Please repeat, word for word, the lines of the listing below between the line holding "Can you find the black shirt?" and the line holding "Can you find the blue", inclusive.

[BEGIN Material provided]

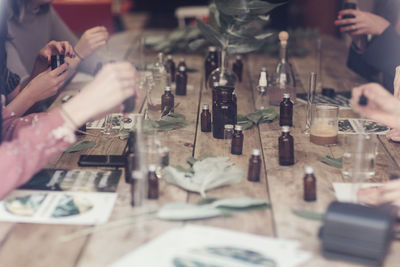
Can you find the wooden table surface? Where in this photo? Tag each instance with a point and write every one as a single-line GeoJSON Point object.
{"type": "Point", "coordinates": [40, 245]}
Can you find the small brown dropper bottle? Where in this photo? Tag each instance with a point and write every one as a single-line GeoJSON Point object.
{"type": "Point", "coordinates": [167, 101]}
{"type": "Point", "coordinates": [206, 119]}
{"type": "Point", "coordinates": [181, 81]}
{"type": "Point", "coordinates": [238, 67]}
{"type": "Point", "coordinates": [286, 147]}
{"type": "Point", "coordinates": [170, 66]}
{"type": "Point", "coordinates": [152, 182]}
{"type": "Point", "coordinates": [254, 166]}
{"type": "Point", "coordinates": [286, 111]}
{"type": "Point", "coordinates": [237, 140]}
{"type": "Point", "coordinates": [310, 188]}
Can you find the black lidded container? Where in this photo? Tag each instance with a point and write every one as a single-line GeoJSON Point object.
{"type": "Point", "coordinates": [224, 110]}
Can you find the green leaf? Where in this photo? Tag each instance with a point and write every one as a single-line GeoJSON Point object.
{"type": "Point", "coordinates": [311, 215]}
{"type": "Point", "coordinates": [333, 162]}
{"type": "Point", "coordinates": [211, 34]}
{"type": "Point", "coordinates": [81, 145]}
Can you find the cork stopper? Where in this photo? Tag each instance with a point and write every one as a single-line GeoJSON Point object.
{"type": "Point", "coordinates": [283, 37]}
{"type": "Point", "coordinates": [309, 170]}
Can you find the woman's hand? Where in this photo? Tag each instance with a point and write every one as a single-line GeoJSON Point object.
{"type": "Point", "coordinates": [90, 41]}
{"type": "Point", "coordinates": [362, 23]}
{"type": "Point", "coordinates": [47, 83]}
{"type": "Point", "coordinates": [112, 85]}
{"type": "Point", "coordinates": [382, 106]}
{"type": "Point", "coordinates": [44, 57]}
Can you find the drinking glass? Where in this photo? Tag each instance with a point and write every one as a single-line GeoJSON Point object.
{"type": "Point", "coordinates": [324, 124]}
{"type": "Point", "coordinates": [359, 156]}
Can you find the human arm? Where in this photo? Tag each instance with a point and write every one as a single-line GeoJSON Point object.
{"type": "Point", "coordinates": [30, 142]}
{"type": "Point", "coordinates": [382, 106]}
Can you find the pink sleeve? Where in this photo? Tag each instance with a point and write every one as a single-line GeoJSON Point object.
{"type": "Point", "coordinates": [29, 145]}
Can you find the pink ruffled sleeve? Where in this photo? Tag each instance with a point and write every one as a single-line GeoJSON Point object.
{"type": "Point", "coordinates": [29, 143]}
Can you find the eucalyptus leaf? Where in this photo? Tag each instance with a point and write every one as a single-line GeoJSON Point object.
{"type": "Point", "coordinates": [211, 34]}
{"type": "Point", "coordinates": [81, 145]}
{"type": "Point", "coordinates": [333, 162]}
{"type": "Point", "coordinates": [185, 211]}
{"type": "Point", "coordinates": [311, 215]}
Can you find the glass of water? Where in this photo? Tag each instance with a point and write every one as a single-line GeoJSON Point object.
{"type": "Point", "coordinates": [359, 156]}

[END Material provided]
[BEGIN Material provided]

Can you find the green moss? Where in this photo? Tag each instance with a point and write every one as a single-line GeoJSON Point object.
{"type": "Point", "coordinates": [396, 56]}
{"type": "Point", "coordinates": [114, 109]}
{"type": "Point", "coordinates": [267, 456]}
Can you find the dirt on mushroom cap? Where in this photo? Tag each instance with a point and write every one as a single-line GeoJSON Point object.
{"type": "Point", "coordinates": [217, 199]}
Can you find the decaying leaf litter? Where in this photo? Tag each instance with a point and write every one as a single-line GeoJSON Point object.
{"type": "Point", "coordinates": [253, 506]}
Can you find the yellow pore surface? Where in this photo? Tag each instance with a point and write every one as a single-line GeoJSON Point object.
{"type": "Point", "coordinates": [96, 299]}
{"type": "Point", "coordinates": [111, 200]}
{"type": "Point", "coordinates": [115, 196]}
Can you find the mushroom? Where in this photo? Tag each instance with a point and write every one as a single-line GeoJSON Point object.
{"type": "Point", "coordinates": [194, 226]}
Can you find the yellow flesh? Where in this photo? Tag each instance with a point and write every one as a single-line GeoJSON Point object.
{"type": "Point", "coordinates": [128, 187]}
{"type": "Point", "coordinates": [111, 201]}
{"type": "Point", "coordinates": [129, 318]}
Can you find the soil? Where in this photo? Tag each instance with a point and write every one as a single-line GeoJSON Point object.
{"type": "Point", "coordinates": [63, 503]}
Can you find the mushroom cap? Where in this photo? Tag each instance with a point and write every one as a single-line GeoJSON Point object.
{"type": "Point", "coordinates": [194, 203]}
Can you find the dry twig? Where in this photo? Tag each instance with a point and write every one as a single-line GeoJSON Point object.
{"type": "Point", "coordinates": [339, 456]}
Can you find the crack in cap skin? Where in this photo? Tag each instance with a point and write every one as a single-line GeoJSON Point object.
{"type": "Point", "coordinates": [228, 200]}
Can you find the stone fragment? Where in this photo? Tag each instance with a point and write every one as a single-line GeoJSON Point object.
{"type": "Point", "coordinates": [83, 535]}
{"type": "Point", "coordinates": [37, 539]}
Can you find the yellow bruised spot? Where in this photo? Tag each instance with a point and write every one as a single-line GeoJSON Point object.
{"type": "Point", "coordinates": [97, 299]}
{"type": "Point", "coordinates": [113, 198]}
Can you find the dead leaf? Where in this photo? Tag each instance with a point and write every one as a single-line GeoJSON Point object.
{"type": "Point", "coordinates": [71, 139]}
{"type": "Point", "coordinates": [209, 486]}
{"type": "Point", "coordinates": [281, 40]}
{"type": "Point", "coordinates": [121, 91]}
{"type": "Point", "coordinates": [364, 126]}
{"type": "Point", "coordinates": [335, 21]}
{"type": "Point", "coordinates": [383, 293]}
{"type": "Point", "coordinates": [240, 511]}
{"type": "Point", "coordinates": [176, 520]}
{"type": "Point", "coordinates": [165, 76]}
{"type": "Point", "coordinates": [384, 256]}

[END Material provided]
[BEGIN Material provided]

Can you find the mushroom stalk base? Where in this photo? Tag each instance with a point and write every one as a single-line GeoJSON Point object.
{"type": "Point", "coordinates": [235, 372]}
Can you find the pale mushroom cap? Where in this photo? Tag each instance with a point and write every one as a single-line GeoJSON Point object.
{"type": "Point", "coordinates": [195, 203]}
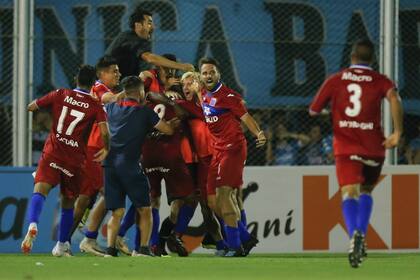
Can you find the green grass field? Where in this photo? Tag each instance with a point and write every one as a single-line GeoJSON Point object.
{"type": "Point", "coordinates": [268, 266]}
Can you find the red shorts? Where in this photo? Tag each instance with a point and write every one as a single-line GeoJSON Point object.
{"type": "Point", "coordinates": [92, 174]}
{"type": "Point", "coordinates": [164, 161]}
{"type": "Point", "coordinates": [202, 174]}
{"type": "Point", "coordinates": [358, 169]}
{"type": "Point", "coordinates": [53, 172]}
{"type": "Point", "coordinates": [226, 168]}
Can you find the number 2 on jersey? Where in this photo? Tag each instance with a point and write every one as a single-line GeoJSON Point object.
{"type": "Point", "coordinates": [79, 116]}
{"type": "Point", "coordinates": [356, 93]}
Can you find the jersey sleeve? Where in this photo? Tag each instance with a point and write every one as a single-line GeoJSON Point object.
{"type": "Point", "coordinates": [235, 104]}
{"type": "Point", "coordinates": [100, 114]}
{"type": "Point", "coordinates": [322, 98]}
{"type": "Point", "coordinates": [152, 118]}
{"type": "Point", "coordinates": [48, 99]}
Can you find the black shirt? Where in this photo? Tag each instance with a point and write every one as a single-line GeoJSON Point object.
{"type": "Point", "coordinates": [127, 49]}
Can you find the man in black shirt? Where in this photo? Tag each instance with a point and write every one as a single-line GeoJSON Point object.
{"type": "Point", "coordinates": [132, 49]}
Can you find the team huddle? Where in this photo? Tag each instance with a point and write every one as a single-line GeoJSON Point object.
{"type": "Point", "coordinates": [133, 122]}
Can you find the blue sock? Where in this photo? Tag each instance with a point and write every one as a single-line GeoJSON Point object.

[END Material provided]

→ Exercise solution
Can you find the black shirt? Where in this photo? Tag each instance with a point and write every one as a single-line GeoJSON Point object.
{"type": "Point", "coordinates": [127, 49]}
Can you find the man in black shirt? Where in this photo? Tag each instance with a point and write every one as a single-line GeoJSON Point object.
{"type": "Point", "coordinates": [132, 49]}
Can you find the team huddle? Where in this photo? Tag each instance with a point and write every one as a single-line GeoJSON Point object.
{"type": "Point", "coordinates": [133, 122]}
Can you find the blue sock? Where in this photo? Tag each instance with a point and write every one as a single-line GeoJSON Point object.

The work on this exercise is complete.